What this task involves: Gather every line of the records below that contains the string "draw", matching its case exactly.
**********
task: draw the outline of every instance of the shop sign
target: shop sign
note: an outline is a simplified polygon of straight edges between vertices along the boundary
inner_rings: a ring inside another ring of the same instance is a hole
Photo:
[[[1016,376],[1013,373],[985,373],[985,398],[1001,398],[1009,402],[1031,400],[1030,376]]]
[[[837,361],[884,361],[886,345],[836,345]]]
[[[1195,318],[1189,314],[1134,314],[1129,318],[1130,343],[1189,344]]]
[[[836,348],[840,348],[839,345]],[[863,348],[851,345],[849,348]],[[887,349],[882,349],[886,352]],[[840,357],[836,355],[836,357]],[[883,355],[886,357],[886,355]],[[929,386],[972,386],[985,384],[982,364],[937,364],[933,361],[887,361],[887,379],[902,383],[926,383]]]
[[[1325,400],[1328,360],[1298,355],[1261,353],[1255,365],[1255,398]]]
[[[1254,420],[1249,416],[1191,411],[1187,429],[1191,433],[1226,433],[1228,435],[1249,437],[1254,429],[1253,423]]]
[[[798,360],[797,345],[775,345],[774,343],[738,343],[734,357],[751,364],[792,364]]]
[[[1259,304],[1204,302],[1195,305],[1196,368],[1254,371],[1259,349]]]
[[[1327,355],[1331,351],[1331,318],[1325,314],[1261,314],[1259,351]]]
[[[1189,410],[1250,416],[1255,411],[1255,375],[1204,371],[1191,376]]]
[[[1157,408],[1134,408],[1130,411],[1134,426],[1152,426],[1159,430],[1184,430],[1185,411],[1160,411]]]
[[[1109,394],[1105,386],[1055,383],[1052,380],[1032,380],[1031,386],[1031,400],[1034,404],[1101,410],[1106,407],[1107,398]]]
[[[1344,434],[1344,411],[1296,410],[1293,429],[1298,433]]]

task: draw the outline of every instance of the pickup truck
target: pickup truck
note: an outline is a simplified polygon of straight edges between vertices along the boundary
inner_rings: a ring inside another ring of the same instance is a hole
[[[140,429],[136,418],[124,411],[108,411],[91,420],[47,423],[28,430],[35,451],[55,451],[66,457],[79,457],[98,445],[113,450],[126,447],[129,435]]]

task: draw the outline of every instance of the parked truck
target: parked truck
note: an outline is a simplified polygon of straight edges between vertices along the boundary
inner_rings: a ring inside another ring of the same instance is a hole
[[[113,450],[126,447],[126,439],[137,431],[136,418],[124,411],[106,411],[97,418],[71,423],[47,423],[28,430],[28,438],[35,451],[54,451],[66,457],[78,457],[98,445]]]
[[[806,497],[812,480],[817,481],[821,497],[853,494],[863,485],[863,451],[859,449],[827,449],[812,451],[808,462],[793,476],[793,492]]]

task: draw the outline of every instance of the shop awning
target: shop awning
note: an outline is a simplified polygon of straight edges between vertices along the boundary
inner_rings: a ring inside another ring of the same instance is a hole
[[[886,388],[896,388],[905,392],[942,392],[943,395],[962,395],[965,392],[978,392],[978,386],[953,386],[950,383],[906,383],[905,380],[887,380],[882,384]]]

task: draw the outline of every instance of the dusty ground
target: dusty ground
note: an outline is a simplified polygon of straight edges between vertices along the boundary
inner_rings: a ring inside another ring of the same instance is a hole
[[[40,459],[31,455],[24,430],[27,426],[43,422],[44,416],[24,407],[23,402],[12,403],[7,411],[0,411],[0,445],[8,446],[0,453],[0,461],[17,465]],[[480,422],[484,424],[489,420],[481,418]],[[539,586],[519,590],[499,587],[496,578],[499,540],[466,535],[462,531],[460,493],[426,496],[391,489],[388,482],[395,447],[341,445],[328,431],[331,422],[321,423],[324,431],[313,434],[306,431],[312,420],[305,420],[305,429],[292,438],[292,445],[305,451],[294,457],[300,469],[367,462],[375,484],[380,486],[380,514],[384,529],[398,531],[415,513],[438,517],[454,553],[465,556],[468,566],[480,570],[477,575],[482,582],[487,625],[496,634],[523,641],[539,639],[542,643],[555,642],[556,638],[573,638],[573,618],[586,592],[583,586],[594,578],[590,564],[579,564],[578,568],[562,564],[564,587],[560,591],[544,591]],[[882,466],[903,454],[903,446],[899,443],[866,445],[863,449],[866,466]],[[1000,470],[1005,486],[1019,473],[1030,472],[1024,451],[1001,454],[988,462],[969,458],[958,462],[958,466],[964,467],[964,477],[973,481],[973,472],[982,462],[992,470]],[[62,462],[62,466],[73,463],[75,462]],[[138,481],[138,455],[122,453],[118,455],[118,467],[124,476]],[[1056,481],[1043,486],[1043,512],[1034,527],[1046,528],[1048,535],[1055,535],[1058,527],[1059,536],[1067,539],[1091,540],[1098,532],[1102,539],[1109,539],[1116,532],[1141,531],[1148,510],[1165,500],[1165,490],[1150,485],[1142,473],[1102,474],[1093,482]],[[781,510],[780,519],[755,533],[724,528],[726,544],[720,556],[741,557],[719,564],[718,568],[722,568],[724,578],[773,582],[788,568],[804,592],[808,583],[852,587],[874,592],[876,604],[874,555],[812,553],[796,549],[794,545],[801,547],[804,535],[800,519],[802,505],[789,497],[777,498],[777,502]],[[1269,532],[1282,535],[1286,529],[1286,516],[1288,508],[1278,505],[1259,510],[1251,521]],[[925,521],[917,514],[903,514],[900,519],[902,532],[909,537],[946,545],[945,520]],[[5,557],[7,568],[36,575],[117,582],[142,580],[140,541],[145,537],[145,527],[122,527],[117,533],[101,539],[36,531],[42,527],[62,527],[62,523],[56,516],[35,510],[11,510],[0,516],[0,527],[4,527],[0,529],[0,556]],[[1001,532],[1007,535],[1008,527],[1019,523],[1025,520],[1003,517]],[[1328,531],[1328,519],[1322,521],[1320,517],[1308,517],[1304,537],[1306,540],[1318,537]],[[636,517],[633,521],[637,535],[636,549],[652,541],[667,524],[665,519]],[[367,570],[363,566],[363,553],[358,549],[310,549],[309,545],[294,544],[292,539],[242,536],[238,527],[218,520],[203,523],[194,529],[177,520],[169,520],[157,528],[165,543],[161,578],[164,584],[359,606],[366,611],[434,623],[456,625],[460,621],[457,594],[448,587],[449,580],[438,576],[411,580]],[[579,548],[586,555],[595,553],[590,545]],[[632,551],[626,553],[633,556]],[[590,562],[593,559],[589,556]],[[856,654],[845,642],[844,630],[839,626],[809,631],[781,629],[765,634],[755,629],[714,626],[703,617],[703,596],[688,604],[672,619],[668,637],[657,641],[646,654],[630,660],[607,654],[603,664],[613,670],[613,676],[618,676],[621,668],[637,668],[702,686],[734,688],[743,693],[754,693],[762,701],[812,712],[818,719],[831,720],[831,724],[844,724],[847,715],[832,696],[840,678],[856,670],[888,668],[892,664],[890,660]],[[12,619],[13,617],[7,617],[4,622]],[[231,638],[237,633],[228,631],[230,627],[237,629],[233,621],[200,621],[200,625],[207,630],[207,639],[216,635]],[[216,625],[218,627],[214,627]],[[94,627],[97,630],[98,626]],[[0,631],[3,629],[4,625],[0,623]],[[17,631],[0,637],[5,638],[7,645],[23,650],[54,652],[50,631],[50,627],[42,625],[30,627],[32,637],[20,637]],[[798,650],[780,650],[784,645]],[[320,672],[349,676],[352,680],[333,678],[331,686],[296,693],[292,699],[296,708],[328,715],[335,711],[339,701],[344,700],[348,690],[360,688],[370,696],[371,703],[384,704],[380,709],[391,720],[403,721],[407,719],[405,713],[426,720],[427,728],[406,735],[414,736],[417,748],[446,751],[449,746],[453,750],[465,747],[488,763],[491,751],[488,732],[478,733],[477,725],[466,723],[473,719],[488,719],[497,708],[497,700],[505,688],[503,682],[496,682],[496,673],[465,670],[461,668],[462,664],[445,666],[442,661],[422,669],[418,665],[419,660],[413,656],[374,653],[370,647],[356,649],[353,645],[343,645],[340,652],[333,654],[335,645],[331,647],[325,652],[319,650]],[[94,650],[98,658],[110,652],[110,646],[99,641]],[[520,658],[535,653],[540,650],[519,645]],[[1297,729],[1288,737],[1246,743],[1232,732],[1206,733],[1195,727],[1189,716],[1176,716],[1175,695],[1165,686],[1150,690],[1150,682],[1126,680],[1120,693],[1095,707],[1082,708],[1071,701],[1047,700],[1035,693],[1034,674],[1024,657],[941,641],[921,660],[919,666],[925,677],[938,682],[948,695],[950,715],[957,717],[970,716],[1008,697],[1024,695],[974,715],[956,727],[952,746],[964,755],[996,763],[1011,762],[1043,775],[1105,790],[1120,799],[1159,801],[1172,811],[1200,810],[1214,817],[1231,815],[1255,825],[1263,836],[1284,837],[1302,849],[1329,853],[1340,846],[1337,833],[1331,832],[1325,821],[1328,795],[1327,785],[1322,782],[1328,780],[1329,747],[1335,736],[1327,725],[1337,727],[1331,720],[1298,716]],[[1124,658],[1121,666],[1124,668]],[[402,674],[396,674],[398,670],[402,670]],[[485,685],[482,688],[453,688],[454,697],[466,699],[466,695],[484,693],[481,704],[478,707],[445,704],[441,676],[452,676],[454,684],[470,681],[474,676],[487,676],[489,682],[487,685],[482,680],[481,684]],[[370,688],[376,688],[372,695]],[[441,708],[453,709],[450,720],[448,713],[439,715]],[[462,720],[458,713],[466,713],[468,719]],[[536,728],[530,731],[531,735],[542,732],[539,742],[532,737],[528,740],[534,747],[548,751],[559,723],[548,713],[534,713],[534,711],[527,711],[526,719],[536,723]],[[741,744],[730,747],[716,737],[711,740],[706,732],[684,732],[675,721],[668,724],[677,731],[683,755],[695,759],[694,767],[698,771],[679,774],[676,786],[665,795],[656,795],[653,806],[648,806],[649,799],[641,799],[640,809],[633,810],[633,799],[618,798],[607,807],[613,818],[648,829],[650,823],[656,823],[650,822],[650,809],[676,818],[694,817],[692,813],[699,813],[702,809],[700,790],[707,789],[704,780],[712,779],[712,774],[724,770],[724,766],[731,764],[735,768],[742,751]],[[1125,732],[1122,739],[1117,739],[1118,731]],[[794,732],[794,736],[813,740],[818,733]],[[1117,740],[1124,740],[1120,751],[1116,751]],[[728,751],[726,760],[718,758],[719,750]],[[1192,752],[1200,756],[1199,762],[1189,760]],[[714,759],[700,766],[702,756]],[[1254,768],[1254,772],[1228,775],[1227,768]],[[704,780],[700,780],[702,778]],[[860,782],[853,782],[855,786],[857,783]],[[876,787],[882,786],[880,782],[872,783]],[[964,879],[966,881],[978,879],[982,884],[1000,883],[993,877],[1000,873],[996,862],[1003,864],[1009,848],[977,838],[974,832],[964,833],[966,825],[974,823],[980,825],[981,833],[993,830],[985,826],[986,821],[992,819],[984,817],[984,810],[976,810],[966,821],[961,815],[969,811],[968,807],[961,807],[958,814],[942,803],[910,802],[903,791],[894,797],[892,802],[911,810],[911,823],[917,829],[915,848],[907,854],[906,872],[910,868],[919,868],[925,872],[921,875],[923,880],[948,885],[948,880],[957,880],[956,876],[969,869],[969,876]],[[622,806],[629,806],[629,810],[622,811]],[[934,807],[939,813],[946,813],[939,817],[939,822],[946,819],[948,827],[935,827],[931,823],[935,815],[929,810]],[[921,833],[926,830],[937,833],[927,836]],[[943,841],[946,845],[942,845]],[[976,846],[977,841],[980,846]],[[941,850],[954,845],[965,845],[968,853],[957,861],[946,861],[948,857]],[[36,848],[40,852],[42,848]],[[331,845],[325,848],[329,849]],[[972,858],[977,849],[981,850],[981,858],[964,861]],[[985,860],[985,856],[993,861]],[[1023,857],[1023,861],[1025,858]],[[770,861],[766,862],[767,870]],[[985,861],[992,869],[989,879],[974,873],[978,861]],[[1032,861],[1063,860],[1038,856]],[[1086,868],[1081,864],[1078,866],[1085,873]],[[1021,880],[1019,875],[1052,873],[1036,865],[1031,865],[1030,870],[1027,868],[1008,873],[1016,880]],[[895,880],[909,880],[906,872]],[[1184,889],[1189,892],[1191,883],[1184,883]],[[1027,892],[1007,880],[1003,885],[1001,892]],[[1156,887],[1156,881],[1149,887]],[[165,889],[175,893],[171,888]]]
**********
Exercise solution:
task: draw the outline of every instance of the shop sign
task: draw the outline of every instance of the pickup truck
task: draw the outline of every instance of the parked truck
task: draw the outline of every instance of the shop awning
task: draw the outline of every instance of the dusty ground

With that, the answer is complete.